DOKUMENT.
- - - - -
5) Aspekt der Dankbarkeit: Hier bezeugt der Anbeter die Dankbarkeit gegenüber Allâh, gepriesen sei Er, der ihn in diese Stellung erhoben und ihn dazu befähigt hat, sein Herz und seinen Körper in Seinen Dienst zu stellen. Denn ohne Allâh, gepriesen sei Er, wäre dies alles nicht möglich gewesen, so wie die Gefährten in der Gegenwart des Propheten (möge Allâh ihn in Ehren halten und ihm Wohlergehen schenken) zu rezitieren pflegten: „Bei Allâh, wenn Allâh nicht wäre, wären wir nicht geleitet worden, nicht gespendet hätten wir, nicht gebetet.“
Allâh der Erhabene sagt: „Sie halten es dir als Wohltat vor, dass sie Muslime geworden sind. Sag: Haltet mir nicht eure (Annahme des) Islâms als Wohltat vor. Nein! Vielmehr hält Allâh euch die Wohltat vor, dass Er euch zum Glauben geleitet hat, wenn ihr wahrhaftig seid“ (Sûra 49:17). Allâh ist derjenige, der den Muslim zum Muslim gemacht hat und den Betenden zum Betenden. Ibrâhîm , der Freund Allâhs, sagt nach dem Qurân: „Unser Herr, mache uns Dir ergeben und von unserer Nachkommenschaft eine Dir ergebene Gemeinschaft“ (Sûra 2:128). „Mein Herr, mach, dass ich das Gebet verrichte, (ich) und (auch einige) aus meiner Nachkommenschaft“ (Sûra 14:40). Wohltaten aufzählen, das darf nur Allâh allein. Denn er versetzte den Anbeter in die Lage, Ihm gehorsam zu zeigen. Und das ist eine der größten Wohltaten für ihn.
- - - - -
AUFGABENSTELLUNG. Schreibe den Text über den Aspekt der Dankbarkeit gegenüber Allâh im Anschluss an seinen letzten Satz weiter.

VERFÜGBARE DATEN.
- - - - -
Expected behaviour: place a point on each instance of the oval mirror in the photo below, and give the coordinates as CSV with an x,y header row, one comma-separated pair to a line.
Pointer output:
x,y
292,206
- - - - -
SCHRIFTLICHE ANTWORT.
Auch sagte der Allmächtige: „Was ihr an Gunst erfahrt, ist von Allâh“ (Sûra 16:53). „Aber Allâh hat euch den Glauben lieb gemacht und in euren Herzen ausgeschmückt, und Er hat euch den Unglauben, den Frevel und den Ungehorsam verabscheuen lassen“ (Sûra 49:7). Dieser Aspekt ist eine der größten und nützlichsten für den Anbeter. Je stärker der Anbeter im Tauhîd ist, desto vollständiger ist sein Anteil an diesem Aspekt. Der Nutzen, der hierin liegt, verhindert, dass Stolz auf die eigenen Handlungen und Geltungssucht (vor anderen) im Herzen aufkommen. Wenn er bezeugt, dass Allâh, gepriesen sei Er, derjenige ist, der alles gewährt (Al-Mannân) und ihm die Rechtleitung ermöglicht, dann hält ihn dieser Aspekt von Selbstliebe und Augendienerei ab.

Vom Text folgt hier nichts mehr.